> **What is required**
Retype every one of the entries below word for word, leaving out the pictures.

> **Dataset content**
#####

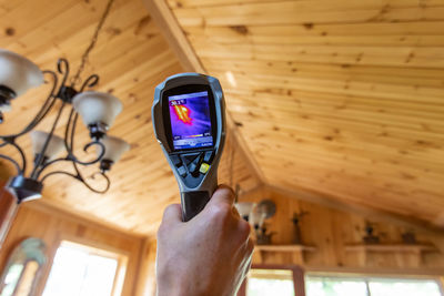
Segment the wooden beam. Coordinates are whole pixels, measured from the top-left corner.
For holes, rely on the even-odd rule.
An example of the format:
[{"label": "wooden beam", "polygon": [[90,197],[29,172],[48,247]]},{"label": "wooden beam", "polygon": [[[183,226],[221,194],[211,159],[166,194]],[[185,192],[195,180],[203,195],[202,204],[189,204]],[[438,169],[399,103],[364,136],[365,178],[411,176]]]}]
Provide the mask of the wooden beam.
[{"label": "wooden beam", "polygon": [[178,20],[163,0],[143,0],[150,16],[162,31],[185,71],[205,73]]},{"label": "wooden beam", "polygon": [[[164,0],[143,0],[154,22],[164,34],[172,50],[178,55],[185,71],[206,73],[194,49],[191,47],[176,18]],[[253,157],[244,139],[240,134],[231,114],[226,114],[228,130],[233,134],[234,141],[240,147],[240,152],[246,160],[252,174],[259,183],[265,183],[265,176]]]},{"label": "wooden beam", "polygon": [[386,222],[386,223],[392,223],[402,227],[410,227],[414,228],[416,231],[423,232],[425,234],[430,235],[440,235],[442,236],[444,234],[444,228],[438,227],[436,225],[432,225],[423,220],[418,220],[415,217],[407,217],[404,215],[395,214],[392,212],[383,211],[383,210],[376,210],[376,208],[371,208],[357,204],[349,204],[345,202],[337,201],[334,197],[327,196],[325,194],[321,193],[314,193],[310,191],[304,191],[304,190],[287,190],[281,186],[275,186],[275,185],[268,185],[266,186],[270,191],[293,197],[296,200],[305,201],[305,202],[311,202],[315,204],[320,204],[330,208],[334,208],[337,211],[342,212],[347,212],[361,216],[369,217],[370,220],[373,221],[381,221],[381,222]]}]

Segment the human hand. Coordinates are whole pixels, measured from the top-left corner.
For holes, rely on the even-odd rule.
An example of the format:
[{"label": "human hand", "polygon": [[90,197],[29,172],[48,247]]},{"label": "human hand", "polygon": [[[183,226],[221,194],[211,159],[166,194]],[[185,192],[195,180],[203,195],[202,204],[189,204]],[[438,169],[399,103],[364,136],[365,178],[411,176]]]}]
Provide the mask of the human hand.
[{"label": "human hand", "polygon": [[182,222],[179,204],[167,207],[158,232],[158,296],[235,295],[251,265],[250,225],[219,186],[205,208]]}]

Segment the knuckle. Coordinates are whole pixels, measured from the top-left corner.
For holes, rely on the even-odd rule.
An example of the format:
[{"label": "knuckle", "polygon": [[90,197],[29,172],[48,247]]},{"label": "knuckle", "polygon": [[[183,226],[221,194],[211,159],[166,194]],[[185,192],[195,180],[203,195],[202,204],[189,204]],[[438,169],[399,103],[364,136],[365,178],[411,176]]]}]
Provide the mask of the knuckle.
[{"label": "knuckle", "polygon": [[158,234],[157,234],[158,239],[162,241],[163,238],[167,237],[168,233],[169,233],[168,224],[161,223],[159,226],[159,229],[158,229]]},{"label": "knuckle", "polygon": [[228,204],[218,204],[213,207],[212,215],[218,220],[226,221],[231,216],[231,206]]},{"label": "knuckle", "polygon": [[246,239],[248,237],[250,237],[250,233],[251,233],[250,224],[246,221],[241,220],[239,222],[239,234],[241,238]]}]

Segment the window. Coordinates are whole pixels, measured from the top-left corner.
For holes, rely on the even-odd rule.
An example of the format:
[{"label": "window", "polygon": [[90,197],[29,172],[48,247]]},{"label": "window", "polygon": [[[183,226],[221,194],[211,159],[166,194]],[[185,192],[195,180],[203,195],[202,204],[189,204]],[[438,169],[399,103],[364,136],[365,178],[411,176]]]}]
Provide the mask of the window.
[{"label": "window", "polygon": [[305,287],[306,296],[443,296],[433,278],[307,275]]},{"label": "window", "polygon": [[294,296],[293,272],[289,269],[251,269],[246,296]]},{"label": "window", "polygon": [[127,257],[71,242],[58,248],[43,296],[120,295]]}]

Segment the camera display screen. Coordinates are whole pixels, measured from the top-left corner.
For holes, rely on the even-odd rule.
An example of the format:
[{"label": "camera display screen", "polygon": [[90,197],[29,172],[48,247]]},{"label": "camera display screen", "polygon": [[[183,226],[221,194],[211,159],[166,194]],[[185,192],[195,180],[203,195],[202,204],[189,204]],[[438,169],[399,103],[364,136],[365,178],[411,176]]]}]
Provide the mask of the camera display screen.
[{"label": "camera display screen", "polygon": [[213,145],[208,91],[168,98],[174,150]]}]

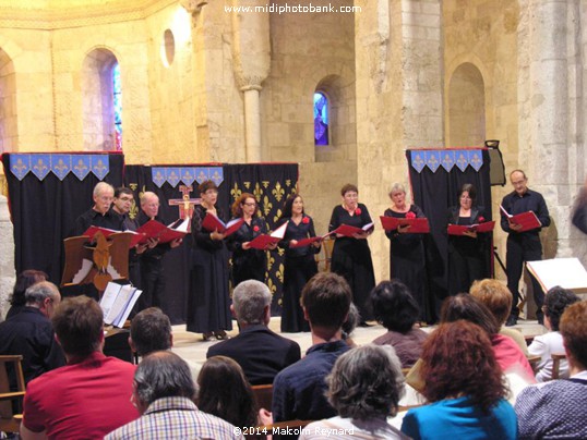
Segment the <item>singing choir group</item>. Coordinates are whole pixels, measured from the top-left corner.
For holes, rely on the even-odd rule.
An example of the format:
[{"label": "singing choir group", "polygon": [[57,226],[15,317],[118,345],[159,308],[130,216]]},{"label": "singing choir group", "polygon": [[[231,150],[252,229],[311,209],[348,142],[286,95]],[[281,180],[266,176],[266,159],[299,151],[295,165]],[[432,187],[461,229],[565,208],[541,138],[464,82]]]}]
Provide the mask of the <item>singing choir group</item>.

#####

> **Answer in full**
Segment the wooden beam. Coordinates are whole pixels, measured from the top-left corner.
For holes, rely on the even-odd rule.
An example of the format:
[{"label": "wooden beam", "polygon": [[90,197],[29,172],[48,247]]},{"label": "wooden beam", "polygon": [[[183,226],[221,194],[211,159],[166,194]],[[185,192],[195,180],[203,195],[202,204],[189,204]],[[438,169],[399,103],[364,136],[365,178],[411,176]]]}]
Provide the mask of the wooden beam.
[{"label": "wooden beam", "polygon": [[178,20],[163,0],[143,0],[150,16],[162,31],[185,71],[205,73]]},{"label": "wooden beam", "polygon": [[[164,0],[143,0],[154,22],[164,34],[172,50],[178,55],[185,71],[206,73],[194,49],[191,47],[176,18]],[[253,157],[244,139],[240,134],[231,114],[226,114],[228,130],[233,134],[234,141],[240,147],[240,152],[246,160],[252,174],[259,183],[265,183],[265,176]]]},{"label": "wooden beam", "polygon": [[386,222],[386,223],[392,223],[402,227],[410,227],[414,228],[416,231],[423,232],[425,234],[430,235],[440,235],[442,236],[444,234],[444,228],[438,227],[436,225],[432,225],[423,220],[418,220],[415,217],[407,217],[404,215],[395,214],[392,212],[383,211],[383,210],[376,210],[376,208],[371,208],[357,204],[349,204],[345,202],[337,201],[334,197],[327,196],[325,194],[321,193],[314,193],[310,191],[304,191],[304,190],[287,190],[281,186],[275,186],[275,185],[268,185],[266,186],[270,191],[293,197],[296,200],[305,201],[305,202],[311,202],[315,204],[320,204],[330,208],[334,208],[337,211],[342,212],[347,212],[361,216],[369,217],[370,220],[373,221],[381,221],[381,222]]}]

Segment the human hand. Coordinates are whole pixels, measured from the top-left corner.
For holes, rely on the even-odd rule.
An example of the format:
[{"label": "human hand", "polygon": [[90,197],[29,172],[48,247]]},{"label": "human hand", "polygon": [[[183,226],[221,194],[211,159],[166,194]],[[185,192],[195,180],[203,195],[202,204],[189,204]],[[438,169],[399,103],[364,136],[365,178],[411,176]]]}]
Provide the mask of the human hand.
[{"label": "human hand", "polygon": [[182,222],[179,204],[167,207],[158,232],[158,296],[235,295],[251,265],[250,225],[219,186],[205,208]]}]

Segment the knuckle. Coordinates are whole pixels, measured from the top-left corner.
For holes, rely on the even-odd rule.
An example of the format:
[{"label": "knuckle", "polygon": [[90,197],[29,172],[48,247]]},{"label": "knuckle", "polygon": [[[183,226],[221,194],[211,159],[166,194]],[[185,192],[195,180],[203,195],[202,204],[189,204]],[[438,169],[399,103],[364,136],[365,178],[411,176]]]}]
Provide the mask of the knuckle.
[{"label": "knuckle", "polygon": [[158,234],[157,234],[158,239],[162,241],[163,238],[167,237],[168,233],[169,233],[168,224],[161,223],[159,226],[159,229],[158,229]]},{"label": "knuckle", "polygon": [[228,204],[218,204],[213,207],[212,215],[218,220],[226,221],[231,216],[231,206]]},{"label": "knuckle", "polygon": [[246,239],[248,237],[250,237],[250,233],[251,233],[250,224],[246,221],[241,220],[239,222],[239,234],[241,238]]}]

Segment the window. Coordinates are whole pixels, measured from the top-left corner.
For holes, rely on the even-odd rule.
An example of the format:
[{"label": "window", "polygon": [[90,197],[29,172],[48,247]]},{"label": "window", "polygon": [[[183,226],[221,194],[211,159],[166,194]],[[185,192],[195,180],[203,195],[202,204],[189,204]],[[438,169],[399,103],[364,136],[365,178],[411,176]]]}]
Provide the mask of the window.
[{"label": "window", "polygon": [[305,287],[306,296],[443,296],[433,278],[307,275]]},{"label": "window", "polygon": [[294,296],[293,272],[289,269],[251,269],[246,296]]},{"label": "window", "polygon": [[127,257],[71,242],[58,248],[43,296],[120,295]]}]

Segment the camera display screen. Coordinates are whole pixels, measured from the top-left corner.
For holes, rely on the even-odd rule.
An example of the format:
[{"label": "camera display screen", "polygon": [[90,197],[29,172],[48,247]]},{"label": "camera display screen", "polygon": [[[183,226],[221,194],[211,159],[166,194]],[[185,192],[195,180],[203,195],[202,204],[189,204]],[[438,169],[399,103],[364,136],[365,178],[411,176]]]}]
Provide the mask of the camera display screen.
[{"label": "camera display screen", "polygon": [[213,145],[208,91],[168,98],[174,150]]}]

Segment the <item>singing choir group</item>. Coordinates are whole pixels, measured from the top-left corner.
For holes, rely on the even-odd rule.
An example of the format:
[{"label": "singing choir group", "polygon": [[57,226],[15,317],[118,345],[159,308],[130,216]]},{"label": "singing choir group", "polygon": [[[231,150],[252,229],[311,209],[348,142],[286,95]],[[281,180],[266,176],[266,159],[299,151],[295,165]],[[432,187],[461,229],[565,208],[541,138],[464,82]]]}]
Provide the mask of the <item>singing choir group</item>.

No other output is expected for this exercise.